**SUPPLIED MATERIAL:**
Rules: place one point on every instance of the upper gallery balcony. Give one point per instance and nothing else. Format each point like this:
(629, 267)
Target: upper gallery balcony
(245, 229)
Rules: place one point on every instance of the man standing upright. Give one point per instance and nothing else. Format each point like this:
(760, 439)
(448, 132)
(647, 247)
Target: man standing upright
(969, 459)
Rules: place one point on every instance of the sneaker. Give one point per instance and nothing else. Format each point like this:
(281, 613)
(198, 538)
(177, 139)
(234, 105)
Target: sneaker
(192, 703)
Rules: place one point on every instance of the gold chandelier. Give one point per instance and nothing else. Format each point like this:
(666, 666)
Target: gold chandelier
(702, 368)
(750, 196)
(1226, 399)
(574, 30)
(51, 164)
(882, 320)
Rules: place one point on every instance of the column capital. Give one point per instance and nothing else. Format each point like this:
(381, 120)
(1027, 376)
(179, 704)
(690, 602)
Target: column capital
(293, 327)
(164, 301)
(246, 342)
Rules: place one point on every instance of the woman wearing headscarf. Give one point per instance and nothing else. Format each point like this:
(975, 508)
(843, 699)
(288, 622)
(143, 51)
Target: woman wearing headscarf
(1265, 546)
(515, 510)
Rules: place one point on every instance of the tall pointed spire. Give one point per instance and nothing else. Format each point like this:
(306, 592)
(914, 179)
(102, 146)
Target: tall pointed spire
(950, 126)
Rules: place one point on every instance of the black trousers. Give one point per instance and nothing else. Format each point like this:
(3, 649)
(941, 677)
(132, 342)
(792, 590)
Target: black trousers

**PROBLEM DESCRIPTION:** Retype every record above exactly as it appears.

**THE OUTPUT:**
Rules: place one point on every instance of the upper gallery balcony. Give one point per instance and nothing else. Format each point like this:
(629, 267)
Target: upper gallery balcony
(245, 229)
Rules: place one point on every instance of the man standing upright. Give one point per instance and nothing else. Format each point like this:
(760, 439)
(448, 132)
(647, 247)
Target: man standing upright
(969, 459)
Rules: place one point on every instance of the sneaker. Give one point per instance and nothing else. Format each point like this:
(281, 613)
(198, 538)
(177, 139)
(234, 105)
Target: sneaker
(192, 703)
Rules: place one point on every instance of the gold chandelier. Give one point per instance and nothing else. Format each point like this:
(666, 666)
Target: gold chandelier
(702, 368)
(750, 196)
(1226, 399)
(574, 30)
(51, 164)
(882, 320)
Rules: place one point on every instance of the column capital. Give one point per instance and nothing else. Format each point like this:
(381, 120)
(1027, 376)
(179, 704)
(690, 602)
Target: column capital
(293, 327)
(164, 301)
(246, 342)
Rules: place one point on every instance of the woman wearing headscarf. Give one point per instance and nothing else. Format each point like this:
(975, 508)
(843, 699)
(288, 622)
(143, 51)
Target: woman wearing headscarf
(1265, 546)
(515, 510)
Rules: place one point on every instance of the tall pointed spire. Give one point per instance and nothing else. Format each point like this:
(306, 592)
(914, 179)
(102, 146)
Target: tall pointed spire
(950, 126)
Rules: place one point on every instance of the black trousers. Give one point per instance and nothing else. Format each point like this:
(3, 649)
(941, 677)
(132, 342)
(792, 590)
Target: black trousers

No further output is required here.